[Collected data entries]

·····

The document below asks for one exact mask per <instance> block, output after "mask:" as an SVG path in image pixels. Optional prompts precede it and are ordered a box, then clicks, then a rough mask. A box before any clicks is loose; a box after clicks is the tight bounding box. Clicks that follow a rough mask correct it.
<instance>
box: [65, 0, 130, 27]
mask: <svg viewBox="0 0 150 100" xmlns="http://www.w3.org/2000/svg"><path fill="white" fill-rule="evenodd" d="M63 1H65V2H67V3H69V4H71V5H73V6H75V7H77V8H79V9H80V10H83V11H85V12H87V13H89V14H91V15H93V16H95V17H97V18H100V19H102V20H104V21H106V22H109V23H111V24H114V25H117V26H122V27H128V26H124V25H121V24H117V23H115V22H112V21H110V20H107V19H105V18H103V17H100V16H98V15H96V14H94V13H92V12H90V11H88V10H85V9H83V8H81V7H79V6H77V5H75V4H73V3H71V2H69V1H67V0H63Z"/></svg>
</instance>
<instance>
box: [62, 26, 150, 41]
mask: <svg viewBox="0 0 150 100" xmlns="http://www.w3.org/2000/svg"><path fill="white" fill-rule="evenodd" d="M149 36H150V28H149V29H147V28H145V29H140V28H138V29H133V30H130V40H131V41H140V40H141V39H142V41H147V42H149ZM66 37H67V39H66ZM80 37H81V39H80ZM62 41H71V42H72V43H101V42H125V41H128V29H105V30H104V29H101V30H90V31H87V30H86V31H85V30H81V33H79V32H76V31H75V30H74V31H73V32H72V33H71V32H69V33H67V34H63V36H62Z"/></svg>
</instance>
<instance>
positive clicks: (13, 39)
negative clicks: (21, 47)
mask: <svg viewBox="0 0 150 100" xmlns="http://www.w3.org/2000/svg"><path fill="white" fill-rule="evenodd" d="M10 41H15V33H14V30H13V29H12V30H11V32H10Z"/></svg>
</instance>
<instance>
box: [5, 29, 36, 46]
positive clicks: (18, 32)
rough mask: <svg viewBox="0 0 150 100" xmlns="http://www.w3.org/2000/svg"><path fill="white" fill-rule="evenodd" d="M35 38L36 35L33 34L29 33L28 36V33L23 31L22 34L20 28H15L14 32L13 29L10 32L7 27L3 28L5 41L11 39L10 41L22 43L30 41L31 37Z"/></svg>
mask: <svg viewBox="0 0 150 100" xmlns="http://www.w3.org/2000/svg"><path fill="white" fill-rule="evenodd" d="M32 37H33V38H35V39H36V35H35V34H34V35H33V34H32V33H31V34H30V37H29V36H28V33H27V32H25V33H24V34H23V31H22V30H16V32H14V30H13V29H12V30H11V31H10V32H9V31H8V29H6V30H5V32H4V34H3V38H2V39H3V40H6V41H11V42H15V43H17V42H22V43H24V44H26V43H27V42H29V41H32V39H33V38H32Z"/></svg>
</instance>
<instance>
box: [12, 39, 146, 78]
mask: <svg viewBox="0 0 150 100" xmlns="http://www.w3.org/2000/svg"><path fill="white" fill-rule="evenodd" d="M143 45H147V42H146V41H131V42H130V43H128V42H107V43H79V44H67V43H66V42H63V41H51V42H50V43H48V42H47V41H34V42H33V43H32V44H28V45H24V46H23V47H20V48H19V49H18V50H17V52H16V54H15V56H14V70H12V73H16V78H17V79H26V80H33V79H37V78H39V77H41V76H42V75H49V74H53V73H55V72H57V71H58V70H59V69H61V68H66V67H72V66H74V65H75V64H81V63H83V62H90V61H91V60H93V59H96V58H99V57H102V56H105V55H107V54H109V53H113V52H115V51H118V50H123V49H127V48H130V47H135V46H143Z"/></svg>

·····

| TRY IT |
Rewrite the lines above as a JSON list of strings, with one string for each line and blank lines omitted.

| FINISHED TASK |
[
  "The document below asks for one exact mask per <instance> block, output after \"mask:\" as an SVG path in image pixels. Optional prompts precede it and are ordered a box, then clicks, then a rough mask. A box before any clicks is loose; a box after clicks is the tight bounding box. Clicks that follow a rough mask correct it.",
  "<instance>",
  "box: [65, 0, 130, 27]",
  "mask: <svg viewBox=\"0 0 150 100\" xmlns=\"http://www.w3.org/2000/svg\"><path fill=\"white\" fill-rule=\"evenodd\" d=\"M63 1H65V2H67V3H69V4H71V5H73V6H75V7H77V8H79V9H80V10H83V11H85V12H87V13H89V14H91V15H93V16H95V17H97V18H100V19H102V20H104V21H106V22H109V23H111V24H114V25H117V26H122V27H128V26H124V25H121V24H117V23H115V22H112V21H110V20H107V19H105V18H103V17H100V16H98V15H96V14H94V13H92V12H90V11H88V10H85V9H83V8H81V7H79V6H77V5H75V4H73V3H71V2H69V1H67V0H63Z\"/></svg>",
  "</instance>",
  "<instance>",
  "box: [62, 26, 150, 41]",
  "mask: <svg viewBox=\"0 0 150 100\" xmlns=\"http://www.w3.org/2000/svg\"><path fill=\"white\" fill-rule=\"evenodd\" d=\"M149 36H150V28H149V29H147V28H145V29H140V28H138V29H133V30H130V40H131V41H140V40H141V39H142V41H147V42H149ZM66 37H67V39H66ZM80 37H81V39H80ZM62 41H71V42H72V43H101V42H125V41H128V29H105V30H104V29H101V30H90V31H87V30H86V31H85V30H81V33H79V32H76V31H75V30H74V31H73V32H72V33H71V32H69V33H67V34H63V36H62Z\"/></svg>",
  "</instance>",
  "<instance>",
  "positive clicks: (13, 39)",
  "negative clicks: (21, 47)",
  "mask: <svg viewBox=\"0 0 150 100\" xmlns=\"http://www.w3.org/2000/svg\"><path fill=\"white\" fill-rule=\"evenodd\" d=\"M10 41H15V33H14V30H13V29H12V30H11V32H10Z\"/></svg>",
  "</instance>",
  "<instance>",
  "box: [5, 29, 36, 46]",
  "positive clicks: (18, 32)",
  "rough mask: <svg viewBox=\"0 0 150 100\" xmlns=\"http://www.w3.org/2000/svg\"><path fill=\"white\" fill-rule=\"evenodd\" d=\"M35 38L36 35L33 34L29 33L28 36V33L23 31L22 34L20 28H15L14 32L13 29L10 32L7 27L3 28L5 41L11 39L10 41L22 43L30 41L31 37Z\"/></svg>",
  "mask: <svg viewBox=\"0 0 150 100\" xmlns=\"http://www.w3.org/2000/svg\"><path fill=\"white\" fill-rule=\"evenodd\" d=\"M32 37H33V38H35V39H36V35H35V34H34V35H33V34H32V33H31V34H30V37H29V36H28V33H27V32H25V33H24V34H23V31H22V30H16V32H14V30H13V29H12V30H11V31H10V32H9V31H8V29H6V30H5V32H4V34H3V38H2V39H3V40H6V41H11V42H15V43H17V42H22V43H24V44H26V43H27V42H29V41H32V39H33V38H32Z\"/></svg>",
  "</instance>",
  "<instance>",
  "box: [12, 39, 146, 78]",
  "mask: <svg viewBox=\"0 0 150 100\" xmlns=\"http://www.w3.org/2000/svg\"><path fill=\"white\" fill-rule=\"evenodd\" d=\"M143 45H147V42H146V41H131V42H130V43H128V42H107V43H79V44H67V43H66V42H63V41H51V42H50V43H48V42H47V41H34V42H33V43H32V44H28V45H24V46H23V47H20V48H19V49H18V50H17V52H16V54H15V56H14V70H12V73H16V78H17V79H26V80H33V79H37V78H39V77H41V76H42V75H49V74H53V73H55V72H57V71H58V70H59V69H61V68H66V67H72V66H74V65H75V64H81V63H83V62H90V61H91V60H93V59H96V58H99V57H102V56H105V55H107V54H109V53H113V52H115V51H118V50H123V49H127V48H130V47H135V46H143Z\"/></svg>"
]